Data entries
┏━━

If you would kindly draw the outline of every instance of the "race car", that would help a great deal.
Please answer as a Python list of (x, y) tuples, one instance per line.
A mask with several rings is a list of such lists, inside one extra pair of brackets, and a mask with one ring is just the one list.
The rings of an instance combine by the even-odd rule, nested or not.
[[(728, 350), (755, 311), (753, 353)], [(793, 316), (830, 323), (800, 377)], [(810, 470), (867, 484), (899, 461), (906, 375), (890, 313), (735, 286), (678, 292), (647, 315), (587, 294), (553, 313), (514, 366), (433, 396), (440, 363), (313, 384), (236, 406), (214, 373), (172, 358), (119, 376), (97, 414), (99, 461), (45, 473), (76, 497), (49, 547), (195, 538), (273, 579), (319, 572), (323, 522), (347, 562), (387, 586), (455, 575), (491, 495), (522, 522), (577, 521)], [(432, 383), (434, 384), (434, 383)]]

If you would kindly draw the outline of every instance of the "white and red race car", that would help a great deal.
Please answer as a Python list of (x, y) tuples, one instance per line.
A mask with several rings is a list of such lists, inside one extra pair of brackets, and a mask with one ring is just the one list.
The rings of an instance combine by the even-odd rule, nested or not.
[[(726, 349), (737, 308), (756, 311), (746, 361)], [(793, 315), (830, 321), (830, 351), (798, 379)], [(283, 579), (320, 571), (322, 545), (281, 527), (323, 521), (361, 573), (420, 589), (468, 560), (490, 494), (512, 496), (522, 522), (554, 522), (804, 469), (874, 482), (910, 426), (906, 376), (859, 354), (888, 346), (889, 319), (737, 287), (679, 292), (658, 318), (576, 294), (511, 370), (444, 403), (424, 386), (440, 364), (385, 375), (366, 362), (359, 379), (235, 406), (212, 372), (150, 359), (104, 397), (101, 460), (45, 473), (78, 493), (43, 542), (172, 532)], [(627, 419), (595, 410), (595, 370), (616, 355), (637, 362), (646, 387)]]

┗━━

### About this task:
In full and word for word, restate the data.

### The answer:
If you would kindly draw the outline of every instance of the "race car", that would help a great deal.
Please answer as a Python list of (x, y) tuples, one instance per line.
A mask with several rings is a list of such lists, inside one extra pair of brackets, and a mask with one ring is just the one list.
The rings of an instance combine by the even-odd rule, nested or not.
[[(728, 350), (755, 311), (753, 353)], [(793, 316), (830, 323), (800, 377)], [(810, 470), (867, 484), (899, 461), (906, 375), (890, 313), (735, 286), (678, 292), (647, 315), (587, 294), (553, 313), (514, 366), (433, 396), (440, 363), (313, 384), (236, 406), (214, 373), (172, 358), (119, 376), (97, 414), (99, 461), (45, 473), (76, 497), (49, 547), (195, 538), (273, 579), (319, 572), (323, 522), (347, 562), (387, 586), (455, 575), (491, 495), (522, 522), (577, 521)], [(432, 383), (434, 384), (434, 383)]]

If you would kindly draw the outline of every instance of the "white and red race car", that would help a great deal.
Please answer as a Python list of (x, y) tuples, one instance per line.
A mask with several rings is a list of such lists, inside one extra pair of brackets, and a mask with one ring is just the one list.
The rings of an instance combine by the even-odd rule, nested or not.
[[(726, 349), (737, 308), (756, 311), (746, 361)], [(793, 315), (830, 321), (830, 351), (798, 379)], [(283, 579), (320, 571), (322, 545), (281, 527), (323, 521), (361, 573), (420, 589), (468, 560), (490, 494), (512, 496), (522, 522), (554, 522), (804, 469), (874, 482), (910, 426), (906, 376), (859, 354), (888, 346), (889, 319), (737, 287), (679, 292), (658, 318), (576, 294), (511, 370), (444, 403), (424, 386), (440, 364), (385, 375), (366, 362), (359, 379), (235, 406), (212, 372), (150, 359), (104, 397), (101, 460), (45, 473), (78, 493), (43, 542), (172, 532)], [(627, 419), (595, 410), (595, 370), (616, 355), (637, 362), (646, 387)]]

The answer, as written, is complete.